[WHAT YOU ARE ASKED TO DO]
From the text on sterile processing departments, reproduce word for word the passage that opens with the words containing "The Interconnected Success" and closes with "the Industry Report.".

[TEXT]
★ ★ ★ ★
The Interconnected Success of SPD: How training, compliance and technology influence each other
Sterile processing departments (SPD) are made up of several different components that lead to outcomes and success. Each component so intricately connected to another that missing one can cause workflows and processes to falter.
These components include training & education, workflow & processes, leadership, culture and technology. Each one naturally interconnects to another to create a comprehensive process and work experience for our sterile processing technicians.
In the 2025 Sterile Processing State of the Industry Survey, it was identified that that components were closely related in the ratings scale; providing insight into a cohesive approach to operational excellence . Click here to download: 2025 State of the Industry Report.
What participants had to say:
Our survey participants shared their experience in open ended responses that gave insight into the survey results. Here is what a couple of them had to say:
“A great SPD is one where staff feel valued, have the right tools and training, and are part of a culture that respects their vital role in patient safety.”
“Work culture- I believe this starts with good management. As long as the leadership team is doing things to support the staff, encourage certification and continuing education, boost morale, and lead by example, the work culture can improve.”
Training & Education:
Training & Education ↔ Workflow & Processes:
Better training goes hand-in-hand with smoother, more reliable workflows. In SPD terms: stronger competencies → fewer workarounds, cleaner handoffs, less rework.
Training & Education ↔ Compliance:
The strongest “training” link. Well-trained teams follow IFUs/SOPs more consistently; audits and spot checks tend to improve when training is timely and protected.
Training & Education ↔ Visual Inspection & Cleaning Verification:
Training shows up in the “verify the clean” layer too—techs who are coached on cleaning validation steps (and why they matter) execute more consistently.
Leadership & Culture
Leadership ↔ Culture:
There were direct correlations between leadership and culture. A leader’s approach to management, change, operational needs and personnel, can impact how a team responds, engages or feels about the overall culture in their department.
Leadership ↔ Work environment:
When thinking of work environment, consider how teams interact with their work. It can be about design, organization, equipment and resources. How leadership supports the work environment can have direct impact on teams’ perception and engagement with both.
★ ★ ★ ★
[GIVEN INFORMATION]
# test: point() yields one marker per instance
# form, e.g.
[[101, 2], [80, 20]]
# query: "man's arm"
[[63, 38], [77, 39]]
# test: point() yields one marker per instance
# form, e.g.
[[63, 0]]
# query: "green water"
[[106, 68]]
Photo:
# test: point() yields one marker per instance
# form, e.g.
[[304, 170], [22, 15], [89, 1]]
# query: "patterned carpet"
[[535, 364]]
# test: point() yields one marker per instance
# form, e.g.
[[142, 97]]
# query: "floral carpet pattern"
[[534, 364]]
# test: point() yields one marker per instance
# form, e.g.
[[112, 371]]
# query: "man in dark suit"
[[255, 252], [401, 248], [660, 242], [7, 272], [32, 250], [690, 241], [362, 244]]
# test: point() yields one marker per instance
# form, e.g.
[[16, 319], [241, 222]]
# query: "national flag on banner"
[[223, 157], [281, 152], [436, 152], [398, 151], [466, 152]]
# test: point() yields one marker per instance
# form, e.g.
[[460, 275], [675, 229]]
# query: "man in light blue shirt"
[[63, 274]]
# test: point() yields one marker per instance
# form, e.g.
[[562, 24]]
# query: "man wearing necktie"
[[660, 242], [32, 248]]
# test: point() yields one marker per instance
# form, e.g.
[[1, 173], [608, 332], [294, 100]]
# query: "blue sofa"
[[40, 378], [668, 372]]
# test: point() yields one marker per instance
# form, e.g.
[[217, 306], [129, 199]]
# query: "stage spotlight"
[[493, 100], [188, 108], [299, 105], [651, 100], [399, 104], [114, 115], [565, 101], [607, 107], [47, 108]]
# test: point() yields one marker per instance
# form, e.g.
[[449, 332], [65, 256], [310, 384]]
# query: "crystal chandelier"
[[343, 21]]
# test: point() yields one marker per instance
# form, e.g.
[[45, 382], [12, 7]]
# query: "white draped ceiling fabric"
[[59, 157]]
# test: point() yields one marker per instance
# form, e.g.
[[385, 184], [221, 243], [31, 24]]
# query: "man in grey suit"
★ ★ ★ ★
[WRITTEN RESPONSE]
The Interconnected Success of SPD: How training, compliance and technology influence each other
Sterile processing departments (SPD) are made up of several different components that lead to outcomes and success. Each component so intricately connected to another that missing one can cause workflows and processes to falter.
These components include training & education, workflow & processes, leadership, culture and technology. Each one naturally interconnects to another to create a comprehensive process and work experience for our sterile processing technicians.
In the 2025 Sterile Processing State of the Industry Survey, it was identified that that components were closely related in the ratings scale; providing insight into a cohesive approach to operational excellence . Click here to download: 2025 State of the Industry Report.